◆ **Direction**
Copy out the material below verbatim, line for line, changing nothing.

◆ **Listing**
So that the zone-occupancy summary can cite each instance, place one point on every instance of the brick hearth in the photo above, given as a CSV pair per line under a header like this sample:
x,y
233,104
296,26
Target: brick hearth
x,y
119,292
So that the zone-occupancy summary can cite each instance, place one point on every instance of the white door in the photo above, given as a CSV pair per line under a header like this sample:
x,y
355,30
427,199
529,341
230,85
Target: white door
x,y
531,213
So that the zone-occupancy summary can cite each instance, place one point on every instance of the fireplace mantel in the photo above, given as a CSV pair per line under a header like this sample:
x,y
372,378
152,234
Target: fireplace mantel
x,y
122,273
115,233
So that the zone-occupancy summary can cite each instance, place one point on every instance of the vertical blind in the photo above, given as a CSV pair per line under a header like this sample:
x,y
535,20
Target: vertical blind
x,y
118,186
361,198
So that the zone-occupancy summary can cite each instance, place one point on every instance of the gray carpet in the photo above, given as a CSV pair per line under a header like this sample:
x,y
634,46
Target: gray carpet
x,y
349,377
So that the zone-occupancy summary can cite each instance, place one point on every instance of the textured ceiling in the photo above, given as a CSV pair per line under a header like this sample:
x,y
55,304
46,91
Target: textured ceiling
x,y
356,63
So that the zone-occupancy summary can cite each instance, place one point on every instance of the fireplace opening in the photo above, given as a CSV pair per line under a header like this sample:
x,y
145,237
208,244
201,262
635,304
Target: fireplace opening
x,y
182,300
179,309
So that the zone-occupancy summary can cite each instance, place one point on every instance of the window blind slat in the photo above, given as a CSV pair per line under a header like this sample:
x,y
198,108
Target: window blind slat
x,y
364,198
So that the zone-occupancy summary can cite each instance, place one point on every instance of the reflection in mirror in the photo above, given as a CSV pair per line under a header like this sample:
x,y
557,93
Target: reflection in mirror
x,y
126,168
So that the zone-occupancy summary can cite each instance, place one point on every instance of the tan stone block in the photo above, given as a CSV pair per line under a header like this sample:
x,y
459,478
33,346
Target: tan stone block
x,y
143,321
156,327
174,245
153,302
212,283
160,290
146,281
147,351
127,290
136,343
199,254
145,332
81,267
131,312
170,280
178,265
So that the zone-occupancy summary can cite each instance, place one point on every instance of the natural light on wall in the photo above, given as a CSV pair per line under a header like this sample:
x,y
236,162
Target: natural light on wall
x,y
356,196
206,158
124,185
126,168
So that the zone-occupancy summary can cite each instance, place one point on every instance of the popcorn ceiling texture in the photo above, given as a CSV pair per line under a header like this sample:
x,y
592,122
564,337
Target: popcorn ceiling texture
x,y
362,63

◆ **Result of this exercise**
So that the zone-occupancy summary can cite each instance, place one point on every instance of the brick hearth in the photo above, given as a CSV pair per line under a header like this sample:
x,y
233,104
296,26
Target: brick hearth
x,y
119,292
So that the zone-occupancy summary can cite each instance, place one point on every instance of the white door in the photo above, given as a CSV pair per line under a header like this sample:
x,y
355,30
427,199
529,341
230,85
Target: white door
x,y
531,213
So that the zone-occupancy summary can cite each instance, place one point on every instance of the fireplace mantel in the photo above, given as a CSV pair per line under a header like this sample:
x,y
372,378
152,234
Target: fireplace mantel
x,y
122,273
115,233
So that the zone-occupancy summary can cite each instance, place one point on every instance of the vertical blind in the photo above, given as a CSV pair per line under a header like this sample:
x,y
535,20
Target: vertical blind
x,y
118,186
361,198
So that the zone-occupancy summary can cite each instance, place one point on every instance of the gray carpet in the photo above, given as a CSV pair per line under a header like this sample:
x,y
634,46
Target: gray carpet
x,y
349,377
So that the zone-occupancy summary can cite each instance, place one point on every instance of the textured ceiling in the photo above, given as a CSV pair per line under a header like this sample:
x,y
55,304
46,91
Target: textured ceiling
x,y
356,63
So that the zone-occupancy summary can cite each instance, place one point on every instance of the fireplace opening in the photo above, given as a CSV pair per line under a header like this sample:
x,y
145,237
208,244
201,262
635,304
Target: fireplace opening
x,y
182,300
179,309
So that the zone-occupancy summary can cite each instance, place one point on every instance of the window blind slat in the photo above, given as a CSV pair per line under a header like this sample:
x,y
198,108
Target: window blind slat
x,y
364,198
So that the zone-occupancy summary can cite each instance, place one point on every instance of the reflection in mirror in the photo above, given as a CSV pair per line under a header like this sample:
x,y
557,93
Target: reflection in mirror
x,y
126,168
So that the zone-occupancy summary can cite each instance, place one point on every instance of the tan stone block in the photo above, given as a CSV pair per line under a header like this sample:
x,y
459,478
33,346
Target: tan stone block
x,y
143,321
156,327
174,245
153,302
212,283
160,290
146,281
147,351
127,290
136,343
199,254
145,332
81,267
131,312
170,280
178,265
So that the zone-occupancy summary can cite each instance, place one point on every instance of the natural light on wall in the photo above, given as a CSV pair per line under a header like this sample:
x,y
236,162
Target: natural light on wall
x,y
356,196
206,158
124,185
126,168
So that the zone-occupancy summary can cite each instance, place one point on every instance of the popcorn ceiling texture in the photo above, given as a CSV pair per line under a header like this sample:
x,y
592,122
564,337
Target: popcorn ceiling texture
x,y
362,63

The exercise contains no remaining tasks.